■ **Problems**
(1) In the blog posts, what two things make the week before spring break exciting for GW girls?
(2) Decide whether each statement agrees with the blog posts, and support each yes or no with the deciding words quoted from the text: (a) The author announces that the blog is ending. (b) The author says Christian Lander had nothing to do with inspiring the blog. (c) Spring break lasts two weeks.
(3) Summarize the blog posts in two sentences.

■ **Reading passage**
If you read the title, you would know that this is the last post. If you didn’t read the title, now you know: This is the last post. It was fun while it lasted, but I am making an executive decision that Stuff GW People Like is now a thing of the past, much like Dell laptops and purple squeezable ketchup. Thanks for all participating in this large joke. Go Colonials.
Even though it’s only a week, spring break is the favorite break of GW students. If you just happen to be in Florida or Mexico, you will undoubtedly find yourself in the company of a fellow colonial. For GW girls, however, the week leading up to spring break is almost more exciting than the break itself because of two reasons: Bikini shopping and fake tanning. Every girl knows a strong foundation of a tan is really really important. It is also interesting to watch how the average food intake of a GW girl is cut in half so that she can look hot for all of the boyz at the pool. Unfortunately, all of the weight a GW girl sheds will be quickly gained back in margarita pounds. For all of the people who are just going home, how embarrassing! Have fun not getting tan.
“the originality of your website inspires me”
OMG guys Christian Lander, the author of Stuff White People Like, just submitted this to my inbox. The statement may be a little sarcastic, but Christian Lander is the inspiration for this blog… I hope he’s not mad that I totally copied his title.
The following complaints are either:
b) partially real
c) completely false, but totally plausible
“They put foam on my latte. I hate foam.”
“Where are all the straight boys?”
“Why hasn’t my package come yet? My new Hunter Rain boots are waiting. Package services is the worst.”
“Why won’t my parents buy me the new I-pad 2?”
“My bananas are rotten in my $4.00 breakfast sandwich. What is this, Africa?”(this is real btw).
“Why don’t we have trees or grass?”
“That dumb bitch drank all of my Vodka.”
“The walk to Georgetown is so long. Let’s get a cab.”
“I’m all out of San Pelligrino.”
“I have an 8:00 am class. This is the absolute worst.”
“I didn’t get the housing I wanted/deserved. Now I have to share my full kitchen/bathroom/living area. “
“Why is the motorcade so loud?”
“Why don’t we have a Hot Yoga studio on campus?”
“Why is the line at Starbucks so long? It’s not like they don’t know my order anyways.”
“I lost my blackberry! Wait, JK, it was in my Longchamp.”

■ **Recorded information**
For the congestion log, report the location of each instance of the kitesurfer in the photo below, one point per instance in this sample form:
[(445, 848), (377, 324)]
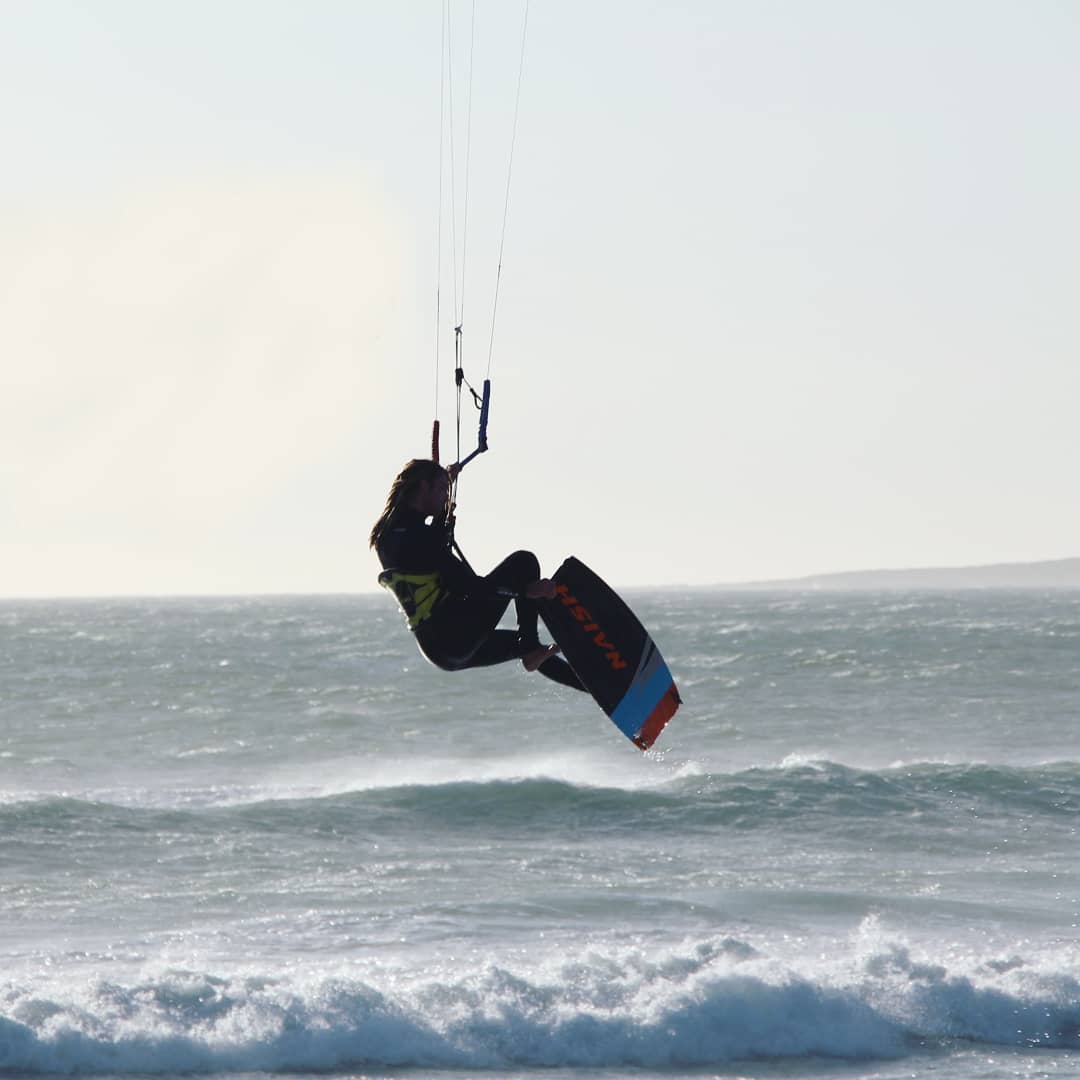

■ **Answers to each task**
(1) Bikini shopping and fake tanning.

(2)
(a) Yes: "This is the last post."
(b) No: "Christian Lander is the inspiration for this blog"
(c) No: "it’s only a week"

(3) The blog posts announce that Stuff GW People Like is ending and describe spring break as the favorite break of GW students, with GW girls looking forward to bikini shopping and fake tanning in the week before. They also share a message from Christian Lander, whom the author calls the blog's inspiration, and list complaints such as foam on a latte, an 8:00 am class, and a long line at Starbucks.